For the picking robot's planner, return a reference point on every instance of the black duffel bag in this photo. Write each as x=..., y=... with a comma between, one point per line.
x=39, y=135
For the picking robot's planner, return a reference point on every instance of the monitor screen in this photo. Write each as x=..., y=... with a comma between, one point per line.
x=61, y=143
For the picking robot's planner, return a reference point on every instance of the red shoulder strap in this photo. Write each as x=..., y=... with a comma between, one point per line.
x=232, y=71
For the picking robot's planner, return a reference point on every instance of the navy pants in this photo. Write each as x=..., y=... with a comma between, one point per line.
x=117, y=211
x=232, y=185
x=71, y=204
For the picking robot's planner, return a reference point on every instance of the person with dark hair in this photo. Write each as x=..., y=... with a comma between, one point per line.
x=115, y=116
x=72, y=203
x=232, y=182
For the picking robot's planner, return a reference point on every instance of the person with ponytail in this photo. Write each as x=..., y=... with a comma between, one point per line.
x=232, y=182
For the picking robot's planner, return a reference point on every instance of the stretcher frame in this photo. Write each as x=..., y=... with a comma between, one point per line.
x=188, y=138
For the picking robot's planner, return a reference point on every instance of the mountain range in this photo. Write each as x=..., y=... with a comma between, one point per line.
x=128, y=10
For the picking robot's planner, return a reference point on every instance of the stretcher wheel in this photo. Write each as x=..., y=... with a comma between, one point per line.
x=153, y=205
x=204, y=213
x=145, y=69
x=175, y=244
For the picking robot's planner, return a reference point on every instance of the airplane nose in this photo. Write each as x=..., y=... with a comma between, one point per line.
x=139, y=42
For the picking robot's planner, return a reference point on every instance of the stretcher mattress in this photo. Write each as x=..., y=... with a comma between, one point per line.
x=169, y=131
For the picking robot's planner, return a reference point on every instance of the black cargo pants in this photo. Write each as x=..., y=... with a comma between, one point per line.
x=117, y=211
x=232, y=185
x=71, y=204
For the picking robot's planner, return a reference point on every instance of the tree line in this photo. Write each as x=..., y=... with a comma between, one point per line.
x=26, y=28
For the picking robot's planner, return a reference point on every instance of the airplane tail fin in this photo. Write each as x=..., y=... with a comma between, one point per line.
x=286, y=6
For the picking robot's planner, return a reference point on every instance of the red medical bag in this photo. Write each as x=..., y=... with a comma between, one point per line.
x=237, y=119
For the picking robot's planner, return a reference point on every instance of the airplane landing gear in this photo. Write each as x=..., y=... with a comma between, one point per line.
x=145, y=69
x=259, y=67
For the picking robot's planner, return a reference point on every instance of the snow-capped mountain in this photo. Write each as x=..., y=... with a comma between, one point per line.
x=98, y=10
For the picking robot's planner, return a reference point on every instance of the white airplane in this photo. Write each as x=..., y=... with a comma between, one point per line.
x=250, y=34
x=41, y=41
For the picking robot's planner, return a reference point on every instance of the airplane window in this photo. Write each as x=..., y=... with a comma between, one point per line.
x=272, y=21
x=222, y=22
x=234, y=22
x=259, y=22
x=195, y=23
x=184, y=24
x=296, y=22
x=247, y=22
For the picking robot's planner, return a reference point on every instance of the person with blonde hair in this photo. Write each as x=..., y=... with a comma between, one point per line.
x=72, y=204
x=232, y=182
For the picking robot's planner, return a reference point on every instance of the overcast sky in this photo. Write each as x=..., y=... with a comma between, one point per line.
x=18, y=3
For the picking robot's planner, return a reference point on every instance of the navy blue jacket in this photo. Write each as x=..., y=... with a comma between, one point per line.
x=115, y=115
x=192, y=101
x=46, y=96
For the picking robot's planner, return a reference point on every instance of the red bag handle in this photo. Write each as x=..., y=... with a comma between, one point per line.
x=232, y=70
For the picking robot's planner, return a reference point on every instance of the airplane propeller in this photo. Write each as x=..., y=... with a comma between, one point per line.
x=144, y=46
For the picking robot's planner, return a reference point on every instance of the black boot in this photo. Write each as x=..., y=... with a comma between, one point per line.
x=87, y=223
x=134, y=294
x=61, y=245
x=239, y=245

----------

= Written request =
Starting with the line that contains "the stretcher wheel" and going on through the line that contains "x=169, y=131", both included, lay out those rows as a JSON list of strings with one string per line. Leave out any blank lines.

= In response =
[
  "For the picking robot's planner, return a reference point on every instance of the stretcher wheel in this photo. Write each as x=..., y=... with a comma between, one point per line.",
  "x=153, y=205",
  "x=204, y=213",
  "x=145, y=69",
  "x=175, y=244",
  "For the picking robot's planner, return a reference point on every instance of the airplane nose in this photo. Write each as x=..., y=... with a comma between, one point per line.",
  "x=139, y=42",
  "For the picking robot's planner, return a reference point on every instance of the stretcher mattress in this photo. Write each as x=..., y=... with a comma between, one point per line.",
  "x=169, y=131"
]